## INSTRUCTION
Reproduce the lines below as a numbered list, omitting blank lines and leaving out the pictures.

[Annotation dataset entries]
+ + + +
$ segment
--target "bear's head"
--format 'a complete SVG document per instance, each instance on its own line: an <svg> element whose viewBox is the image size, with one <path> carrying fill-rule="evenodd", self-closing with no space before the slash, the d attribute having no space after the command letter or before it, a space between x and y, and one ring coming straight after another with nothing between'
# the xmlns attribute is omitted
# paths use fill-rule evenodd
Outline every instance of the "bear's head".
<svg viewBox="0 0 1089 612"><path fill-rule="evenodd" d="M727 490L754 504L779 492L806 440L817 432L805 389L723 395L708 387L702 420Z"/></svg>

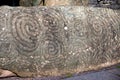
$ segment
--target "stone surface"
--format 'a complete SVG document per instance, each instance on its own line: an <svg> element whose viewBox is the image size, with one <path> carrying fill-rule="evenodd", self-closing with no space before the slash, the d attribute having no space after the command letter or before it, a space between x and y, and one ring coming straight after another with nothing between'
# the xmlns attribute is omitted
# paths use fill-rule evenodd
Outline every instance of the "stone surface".
<svg viewBox="0 0 120 80"><path fill-rule="evenodd" d="M20 0L20 6L43 6L43 0Z"/></svg>
<svg viewBox="0 0 120 80"><path fill-rule="evenodd" d="M70 5L80 6L88 5L89 0L45 0L46 6Z"/></svg>
<svg viewBox="0 0 120 80"><path fill-rule="evenodd" d="M0 68L58 76L120 62L120 10L0 7Z"/></svg>

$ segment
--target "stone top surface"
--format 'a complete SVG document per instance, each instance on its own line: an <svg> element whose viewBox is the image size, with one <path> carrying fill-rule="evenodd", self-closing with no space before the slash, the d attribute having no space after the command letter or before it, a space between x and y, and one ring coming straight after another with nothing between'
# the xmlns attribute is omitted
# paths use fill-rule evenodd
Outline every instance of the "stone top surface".
<svg viewBox="0 0 120 80"><path fill-rule="evenodd" d="M120 61L120 10L0 7L0 68L57 76Z"/></svg>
+ + + +
## RESPONSE FOR THIS EXERCISE
1. $ segment
2. --target "bear's head"
3. --format 'a complete SVG document per instance, each instance on its own line: an <svg> element whose viewBox is the image size, with one <path> carrying fill-rule="evenodd", self-closing with no space before the slash, the d attribute having no space after the command letter or before it, a space between x and y, and one ring coming straight after another with nothing between'
4. # the xmlns attribute is omitted
5. # paths use fill-rule evenodd
6. Outline every instance of the "bear's head".
7. <svg viewBox="0 0 1089 612"><path fill-rule="evenodd" d="M727 490L754 504L779 492L806 440L817 432L805 389L723 395L708 387L702 420Z"/></svg>
8. $ segment
9. --target "stone surface"
10. --format 'a complete SVG document per instance, each instance on its own line: an <svg> element whose viewBox is the image size, with one <path> carrying fill-rule="evenodd", self-closing with no space before the slash, the d attribute having no space after the command letter or before it, a space between x and y, and one ring coming straight after another with nothing between'
11. # the xmlns attribute is omitted
12. # paths use fill-rule evenodd
13. Outline every instance of the "stone surface".
14. <svg viewBox="0 0 120 80"><path fill-rule="evenodd" d="M20 0L20 6L43 6L43 0Z"/></svg>
15. <svg viewBox="0 0 120 80"><path fill-rule="evenodd" d="M70 5L80 6L88 5L89 0L45 0L46 6Z"/></svg>
16. <svg viewBox="0 0 120 80"><path fill-rule="evenodd" d="M0 68L58 76L120 62L120 10L0 7Z"/></svg>
17. $ segment
18. --target "stone top surface"
19. --format 'a complete SVG document per instance, each instance on its own line: an <svg> element whose viewBox is the image size, with one <path> carrying fill-rule="evenodd", self-closing with no space before the slash, the d attribute having no space after the command letter or before it, a space between x and y, and one ring coming straight after another with nothing between'
20. # the xmlns attribute is omitted
21. # paths use fill-rule evenodd
22. Outline every instance of the "stone top surface".
23. <svg viewBox="0 0 120 80"><path fill-rule="evenodd" d="M120 61L120 10L0 7L0 68L57 76Z"/></svg>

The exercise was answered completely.